§ **EXTRAIT**:
______________________________
Si quelqu’un devait concevoir un nouveau coronavirus comme agent pathogène, il l’aurait construit à partir de virus virulents déjà connus comme potentiellement mortels (SARS-Cov et MERS), et non de virus de chauves-souris ou de pangolins dont la gravité n’est pas garantie. La manipulation intentionnelle aurait allié à la fois la plus grande homologie génique structurelle, la perfection de liaison et la haute pathogénicité.

Le signal d’alarme date de 2017

Il y a déjà trois ans, des chercheurs chinois avaient alerté sur la réunion de tous les ingrédients d’une grande pandémie dans un village situé dans la province de Wuhan. En étudiant la structure génétique des virus de chauve-souris sur une période de cinq ans au sein d’une grotte situé à un kilomètre du village, ils ont démontré les cycles d’une sélection naturelle de virus par l’hôte (chauve-souris) selon un processus continu et conforme à la théorie néo-darwinienne de plasticité biologique. Les mutations géniques structurelles apparaissaient ainsi de génération en génération alors que le virus s’adaptait à son hôte. Ils constataient également que chez certains virus les mutations géniques touchaient l’une des protéines du domaine de liaison (RBD) du virus ; les mutations successives conféraient une liaison de plus en plus efficace in vitro avec l’enzyme de conversion de l’angiotensine humaine (ACE2), « site théorique de liaison chez l’homme ». Les auteurs indiquaient que la proximité de la grotte à moins d’un kilomètre d’un lieu d’habitation humaine et la forte affinité avec l’ACE2 humain pouvaient déclencher une épidémie si le contact de ces virus avec les humains devenait fréquent. La grande fête du Nouvel An chinois fin 2019, la tenue du marché des animaux morts ou vivants à proximité de la foule ont créé une « rencontre du troisième type » avec tout animal contaminé ayant un ACE2 dont la structure est très proche de celle de l’ACE2 humain.
______________________________
§ **LISTE DES TÂCHES**:
A – D'après l'extrait, pendant combien de temps les chercheurs chinois ont-ils étudié la structure génétique des virus de chauve-souris dans la grotte ?
B – Résumez l'extrait en deux phrases.
C – Reproduisez à l'identique le passage de l'extrait qui commence aux mots « Si quelqu’un devait » et s'arrête après « la haute pathogénicité. ».

§ **DONNÉES SOURCES**:
______________________________
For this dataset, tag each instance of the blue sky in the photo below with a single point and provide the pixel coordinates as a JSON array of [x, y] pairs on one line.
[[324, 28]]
______________________________
§ **RÉPONSES PAR POINT**:
A – Pendant cinq ans.

B – Un nouveau coronavirus conçu intentionnellement comme agent pathogène aurait été construit à partir de virus déjà connus comme potentiellement mortels, tels que le SARS-Cov et le MERS, plutôt qu'à partir de virus de chauves-souris ou de pangolins. Dès 2017, des chercheurs chinois ayant étudié les virus de chauve-souris d'une grotte proche d'un village avaient montré que des mutations successives renforçaient leur liaison avec l'ACE2 humain, et ils avaient averti qu'une épidémie pouvait se déclencher si le contact de ces virus avec les humains devenait fréquent.

C –
Si quelqu’un devait concevoir un nouveau coronavirus comme agent pathogène, il l’aurait construit à partir de virus virulents déjà connus comme potentiellement mortels (SARS-Cov et MERS), et non de virus de chauves-souris ou de pangolins dont la gravité n’est pas garantie. La manipulation intentionnelle aurait allié à la fois la plus grande homologie génique structurelle, la perfection de liaison et la haute pathogénicité.